**Exercise aim**
From the entries below, copy each line in which the word "rough" occurs.

[Stored items]

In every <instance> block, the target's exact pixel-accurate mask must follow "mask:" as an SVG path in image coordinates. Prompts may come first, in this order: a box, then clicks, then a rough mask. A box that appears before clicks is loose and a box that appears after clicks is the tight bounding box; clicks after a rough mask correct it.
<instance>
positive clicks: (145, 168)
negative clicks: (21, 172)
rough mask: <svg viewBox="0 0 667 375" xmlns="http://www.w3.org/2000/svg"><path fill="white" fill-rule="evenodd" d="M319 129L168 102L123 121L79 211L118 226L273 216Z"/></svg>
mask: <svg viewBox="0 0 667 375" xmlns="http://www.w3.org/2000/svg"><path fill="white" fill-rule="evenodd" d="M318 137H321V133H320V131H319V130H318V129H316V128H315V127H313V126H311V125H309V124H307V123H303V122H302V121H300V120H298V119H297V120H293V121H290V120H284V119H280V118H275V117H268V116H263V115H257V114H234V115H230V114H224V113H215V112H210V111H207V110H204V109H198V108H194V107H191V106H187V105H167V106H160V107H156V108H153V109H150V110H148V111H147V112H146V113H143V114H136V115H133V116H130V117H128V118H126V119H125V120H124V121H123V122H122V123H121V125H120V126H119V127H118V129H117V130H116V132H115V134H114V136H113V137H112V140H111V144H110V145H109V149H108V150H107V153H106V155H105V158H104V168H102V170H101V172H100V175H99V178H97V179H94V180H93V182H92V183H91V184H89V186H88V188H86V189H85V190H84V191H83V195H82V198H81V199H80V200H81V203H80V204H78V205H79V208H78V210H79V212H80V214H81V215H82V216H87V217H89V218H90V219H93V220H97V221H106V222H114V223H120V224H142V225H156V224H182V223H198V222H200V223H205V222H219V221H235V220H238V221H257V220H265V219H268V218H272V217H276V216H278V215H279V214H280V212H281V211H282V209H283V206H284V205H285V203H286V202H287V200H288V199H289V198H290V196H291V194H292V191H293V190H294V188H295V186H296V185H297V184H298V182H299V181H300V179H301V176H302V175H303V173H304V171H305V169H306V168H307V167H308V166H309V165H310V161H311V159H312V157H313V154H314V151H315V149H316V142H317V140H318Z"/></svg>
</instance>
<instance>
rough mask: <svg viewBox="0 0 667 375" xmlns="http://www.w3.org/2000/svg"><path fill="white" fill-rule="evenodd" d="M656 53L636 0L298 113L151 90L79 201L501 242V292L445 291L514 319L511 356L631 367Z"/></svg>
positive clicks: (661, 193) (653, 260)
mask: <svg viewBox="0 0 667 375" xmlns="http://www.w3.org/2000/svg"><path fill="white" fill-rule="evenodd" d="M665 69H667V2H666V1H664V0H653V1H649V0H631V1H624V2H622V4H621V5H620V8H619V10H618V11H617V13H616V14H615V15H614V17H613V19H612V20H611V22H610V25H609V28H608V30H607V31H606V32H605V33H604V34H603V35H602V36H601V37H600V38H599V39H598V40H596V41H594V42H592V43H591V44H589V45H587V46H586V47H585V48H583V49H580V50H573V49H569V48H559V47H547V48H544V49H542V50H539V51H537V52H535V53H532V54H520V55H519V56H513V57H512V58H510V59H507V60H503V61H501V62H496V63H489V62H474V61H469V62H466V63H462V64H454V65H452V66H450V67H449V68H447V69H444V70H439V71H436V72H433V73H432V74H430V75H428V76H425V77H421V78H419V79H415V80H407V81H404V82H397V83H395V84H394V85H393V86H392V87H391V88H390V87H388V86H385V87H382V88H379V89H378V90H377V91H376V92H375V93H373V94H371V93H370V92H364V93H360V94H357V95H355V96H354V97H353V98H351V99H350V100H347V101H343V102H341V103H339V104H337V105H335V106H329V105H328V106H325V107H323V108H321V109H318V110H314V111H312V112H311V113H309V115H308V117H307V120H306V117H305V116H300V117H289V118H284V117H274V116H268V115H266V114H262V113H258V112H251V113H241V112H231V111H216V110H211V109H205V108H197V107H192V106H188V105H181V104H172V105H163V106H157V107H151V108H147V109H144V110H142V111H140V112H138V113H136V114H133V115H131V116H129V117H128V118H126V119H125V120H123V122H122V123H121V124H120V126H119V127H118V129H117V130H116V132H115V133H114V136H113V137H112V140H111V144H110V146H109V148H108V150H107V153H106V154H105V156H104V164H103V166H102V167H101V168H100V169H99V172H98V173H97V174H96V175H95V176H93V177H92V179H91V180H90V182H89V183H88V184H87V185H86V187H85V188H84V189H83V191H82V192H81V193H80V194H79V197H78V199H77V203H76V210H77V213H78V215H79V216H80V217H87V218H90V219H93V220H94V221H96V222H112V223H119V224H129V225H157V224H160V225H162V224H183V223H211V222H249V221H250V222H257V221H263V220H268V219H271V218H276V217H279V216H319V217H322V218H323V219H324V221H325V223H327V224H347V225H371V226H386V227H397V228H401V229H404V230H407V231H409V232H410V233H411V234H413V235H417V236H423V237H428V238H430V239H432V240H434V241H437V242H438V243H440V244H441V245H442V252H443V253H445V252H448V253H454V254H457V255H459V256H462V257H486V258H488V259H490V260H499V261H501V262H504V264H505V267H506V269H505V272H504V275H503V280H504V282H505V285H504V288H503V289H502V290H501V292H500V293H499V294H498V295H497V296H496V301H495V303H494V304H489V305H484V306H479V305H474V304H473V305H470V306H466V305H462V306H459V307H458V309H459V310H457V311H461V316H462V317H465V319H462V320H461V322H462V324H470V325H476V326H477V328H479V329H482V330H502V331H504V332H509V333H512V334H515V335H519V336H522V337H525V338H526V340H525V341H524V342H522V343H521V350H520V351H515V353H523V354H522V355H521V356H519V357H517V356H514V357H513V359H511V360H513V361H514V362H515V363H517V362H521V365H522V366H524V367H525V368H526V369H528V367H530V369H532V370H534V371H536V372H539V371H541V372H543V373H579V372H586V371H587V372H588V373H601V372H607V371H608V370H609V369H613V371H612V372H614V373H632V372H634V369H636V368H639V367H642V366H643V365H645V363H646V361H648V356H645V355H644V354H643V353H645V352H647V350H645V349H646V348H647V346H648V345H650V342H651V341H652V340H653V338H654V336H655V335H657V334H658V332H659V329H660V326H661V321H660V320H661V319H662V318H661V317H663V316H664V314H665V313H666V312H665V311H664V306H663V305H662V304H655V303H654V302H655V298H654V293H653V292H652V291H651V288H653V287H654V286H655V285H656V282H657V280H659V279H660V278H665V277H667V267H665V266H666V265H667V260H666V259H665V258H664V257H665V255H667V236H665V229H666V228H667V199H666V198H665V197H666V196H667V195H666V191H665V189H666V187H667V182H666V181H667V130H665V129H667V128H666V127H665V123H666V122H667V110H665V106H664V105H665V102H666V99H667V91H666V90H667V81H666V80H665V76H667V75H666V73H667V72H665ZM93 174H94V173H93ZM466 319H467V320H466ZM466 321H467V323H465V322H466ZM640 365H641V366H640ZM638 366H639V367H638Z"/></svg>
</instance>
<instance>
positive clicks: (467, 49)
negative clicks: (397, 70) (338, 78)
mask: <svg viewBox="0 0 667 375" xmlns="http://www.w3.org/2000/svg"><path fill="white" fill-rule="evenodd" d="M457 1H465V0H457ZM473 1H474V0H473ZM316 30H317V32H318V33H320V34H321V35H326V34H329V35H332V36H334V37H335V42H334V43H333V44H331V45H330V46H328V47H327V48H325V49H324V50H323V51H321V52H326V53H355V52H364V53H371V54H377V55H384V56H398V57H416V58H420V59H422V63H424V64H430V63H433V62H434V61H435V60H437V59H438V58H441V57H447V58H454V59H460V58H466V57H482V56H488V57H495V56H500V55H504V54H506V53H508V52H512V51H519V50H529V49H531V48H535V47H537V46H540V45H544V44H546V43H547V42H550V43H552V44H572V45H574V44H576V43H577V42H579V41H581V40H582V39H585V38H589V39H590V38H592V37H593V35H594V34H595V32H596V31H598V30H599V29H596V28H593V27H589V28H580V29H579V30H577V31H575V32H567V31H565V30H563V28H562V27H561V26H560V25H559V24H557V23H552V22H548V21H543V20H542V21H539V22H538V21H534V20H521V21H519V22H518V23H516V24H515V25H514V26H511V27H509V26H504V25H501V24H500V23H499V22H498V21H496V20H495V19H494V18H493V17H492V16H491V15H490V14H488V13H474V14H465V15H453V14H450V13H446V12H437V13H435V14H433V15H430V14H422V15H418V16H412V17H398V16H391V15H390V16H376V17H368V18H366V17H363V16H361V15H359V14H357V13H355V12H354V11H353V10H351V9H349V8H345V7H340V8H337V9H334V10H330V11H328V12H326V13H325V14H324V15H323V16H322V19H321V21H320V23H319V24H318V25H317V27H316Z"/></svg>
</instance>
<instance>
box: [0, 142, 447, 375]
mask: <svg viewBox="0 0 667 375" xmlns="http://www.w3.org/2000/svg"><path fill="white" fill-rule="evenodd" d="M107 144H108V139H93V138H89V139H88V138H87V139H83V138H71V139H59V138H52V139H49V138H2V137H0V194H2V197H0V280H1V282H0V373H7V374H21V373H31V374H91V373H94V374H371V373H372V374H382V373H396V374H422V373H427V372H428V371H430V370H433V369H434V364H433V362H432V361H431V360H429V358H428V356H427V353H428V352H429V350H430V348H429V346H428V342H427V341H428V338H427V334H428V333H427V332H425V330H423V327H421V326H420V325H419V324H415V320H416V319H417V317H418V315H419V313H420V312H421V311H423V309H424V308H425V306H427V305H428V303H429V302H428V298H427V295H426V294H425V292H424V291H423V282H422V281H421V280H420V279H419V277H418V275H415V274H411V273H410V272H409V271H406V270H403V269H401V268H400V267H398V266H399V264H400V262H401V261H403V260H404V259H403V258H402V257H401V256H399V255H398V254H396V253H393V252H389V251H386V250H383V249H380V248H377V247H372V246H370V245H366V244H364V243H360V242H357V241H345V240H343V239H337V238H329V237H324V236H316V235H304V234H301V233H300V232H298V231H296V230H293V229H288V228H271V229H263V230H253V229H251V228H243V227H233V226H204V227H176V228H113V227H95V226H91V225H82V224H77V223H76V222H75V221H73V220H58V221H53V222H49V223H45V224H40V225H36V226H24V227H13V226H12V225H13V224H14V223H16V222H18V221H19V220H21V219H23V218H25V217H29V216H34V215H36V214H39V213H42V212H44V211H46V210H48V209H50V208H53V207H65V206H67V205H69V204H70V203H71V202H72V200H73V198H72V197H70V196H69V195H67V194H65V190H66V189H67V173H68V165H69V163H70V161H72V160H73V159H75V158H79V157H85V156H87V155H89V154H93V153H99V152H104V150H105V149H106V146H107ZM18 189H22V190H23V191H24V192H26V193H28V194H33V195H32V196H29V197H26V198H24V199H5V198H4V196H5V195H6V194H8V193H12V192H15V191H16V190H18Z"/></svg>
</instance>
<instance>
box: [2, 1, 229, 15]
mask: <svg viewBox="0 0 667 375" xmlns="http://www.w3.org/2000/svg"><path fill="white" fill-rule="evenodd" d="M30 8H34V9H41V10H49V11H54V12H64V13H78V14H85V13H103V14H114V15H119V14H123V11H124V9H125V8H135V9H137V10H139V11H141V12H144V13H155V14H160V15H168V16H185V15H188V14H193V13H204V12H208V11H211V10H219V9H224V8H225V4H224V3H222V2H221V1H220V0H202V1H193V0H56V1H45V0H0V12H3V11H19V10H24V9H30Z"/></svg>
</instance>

**Response to this task**
In every <instance> block, the target's exact pixel-accurate mask must follow "mask:" as an SVG path in image coordinates. Prompts may come first, in this order: a box, then clicks, then a rough mask. A box that appears before clicks is loose and a box that appears after clicks is the tight bounding box; clicks after a rough mask correct it.
rough mask: <svg viewBox="0 0 667 375" xmlns="http://www.w3.org/2000/svg"><path fill="white" fill-rule="evenodd" d="M319 129L168 102L123 121L79 211L118 226L273 216Z"/></svg>
rough mask: <svg viewBox="0 0 667 375" xmlns="http://www.w3.org/2000/svg"><path fill="white" fill-rule="evenodd" d="M656 53L636 0L298 113L151 90L79 201L501 242V292L445 291L514 319L511 356L631 367Z"/></svg>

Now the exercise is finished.